_Data supplied_
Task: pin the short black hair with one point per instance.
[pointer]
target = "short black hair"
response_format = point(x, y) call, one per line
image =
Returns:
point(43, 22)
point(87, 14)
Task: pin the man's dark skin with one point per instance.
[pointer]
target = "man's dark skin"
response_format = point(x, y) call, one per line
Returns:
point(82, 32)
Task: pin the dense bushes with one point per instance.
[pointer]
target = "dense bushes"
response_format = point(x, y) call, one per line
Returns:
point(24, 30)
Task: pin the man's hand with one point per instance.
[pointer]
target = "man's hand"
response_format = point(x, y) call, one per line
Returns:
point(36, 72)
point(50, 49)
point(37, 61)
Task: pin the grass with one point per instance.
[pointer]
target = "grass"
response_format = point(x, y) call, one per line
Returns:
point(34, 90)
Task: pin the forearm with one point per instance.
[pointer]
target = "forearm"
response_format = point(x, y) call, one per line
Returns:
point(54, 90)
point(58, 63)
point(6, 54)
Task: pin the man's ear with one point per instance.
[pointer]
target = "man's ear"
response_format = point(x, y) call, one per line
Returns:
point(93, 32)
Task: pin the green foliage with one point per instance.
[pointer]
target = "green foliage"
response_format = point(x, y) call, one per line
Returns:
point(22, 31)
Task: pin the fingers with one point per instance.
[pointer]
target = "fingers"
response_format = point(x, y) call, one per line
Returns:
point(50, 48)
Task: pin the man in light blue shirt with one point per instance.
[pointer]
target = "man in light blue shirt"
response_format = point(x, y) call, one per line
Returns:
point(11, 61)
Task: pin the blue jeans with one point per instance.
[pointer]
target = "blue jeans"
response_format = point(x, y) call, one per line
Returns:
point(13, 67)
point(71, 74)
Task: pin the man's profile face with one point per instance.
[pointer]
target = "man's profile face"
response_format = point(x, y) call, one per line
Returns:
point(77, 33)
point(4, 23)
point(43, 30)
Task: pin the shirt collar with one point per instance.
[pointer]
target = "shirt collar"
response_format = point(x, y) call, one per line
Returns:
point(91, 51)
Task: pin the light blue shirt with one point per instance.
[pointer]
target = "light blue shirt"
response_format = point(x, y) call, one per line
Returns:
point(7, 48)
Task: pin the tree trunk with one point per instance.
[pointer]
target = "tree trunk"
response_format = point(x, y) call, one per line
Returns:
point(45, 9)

_Directions for this task_
Reproduce every line of the records above, swapping each occurrence of "pin" for "mark" and leaving everything else untouched.

_Full response_
Task: mark the short black hair with one point per instance.
[pointer]
target = "short black hair"
response_format = point(x, y) call, one per line
image =
Returns:
point(43, 22)
point(87, 14)
Task: mark the man's dark skin with one point per instance.
[pointer]
target = "man's dark skin"
response_format = point(x, y) call, one per line
Returns:
point(82, 32)
Task: mark the dense bushes with one point per instance.
[pointer]
target = "dense bushes"
response_format = point(x, y) call, one per line
Returns:
point(24, 30)
Task: mark the man's hand with one point per instance.
[pointer]
target = "man's hand"
response_format = point(x, y) call, one per line
Returns:
point(36, 72)
point(50, 49)
point(37, 61)
Task: mark the grass with one point per instance.
[pointer]
target = "grass"
response_format = point(x, y) call, one per line
Returns:
point(34, 90)
Task: mark the forearm with one point per instance.
[pointer]
target = "forearm"
response_format = point(x, y) call, one per line
Returns:
point(54, 90)
point(58, 63)
point(6, 54)
Task: mark the man's ear with one point per instance.
[pointer]
target = "man's ear"
response_format = point(x, y) call, one per line
Returns:
point(93, 32)
Task: mark the green foliage with one point per instance.
[pointer]
target = "green foliage"
response_format = point(x, y) call, one per line
Returns:
point(22, 31)
Task: mark the fingers with one point per instance.
[pointer]
target = "fingers"
response_format = point(x, y) call, one per line
Returns:
point(50, 48)
Task: mark the man in light blue shirt with one point per instance.
[pointer]
target = "man in light blue shirt"
response_format = point(x, y) call, one per line
Returns:
point(11, 61)
Task: mark the blue jeans with one point per instance.
[pointer]
target = "blue jeans"
response_format = point(x, y) call, one per line
Returns:
point(13, 67)
point(71, 74)
Task: mark the man's profile face with one point per instance.
[pointer]
target = "man's profile face"
response_format = point(x, y) call, one per line
Returns:
point(77, 33)
point(4, 23)
point(43, 30)
Task: mark the shirt collar with one point per instance.
[pointer]
target = "shirt collar"
response_format = point(x, y) call, one per line
Returns:
point(91, 51)
Task: mark the light blue shirt with one point per instance.
[pointer]
target = "light blue shirt"
response_format = point(x, y) call, one per line
Returns:
point(7, 48)
Task: mark the tree trunk with one point per instance.
[pointer]
target = "tree trunk"
response_format = point(x, y) call, one per line
Returns:
point(45, 9)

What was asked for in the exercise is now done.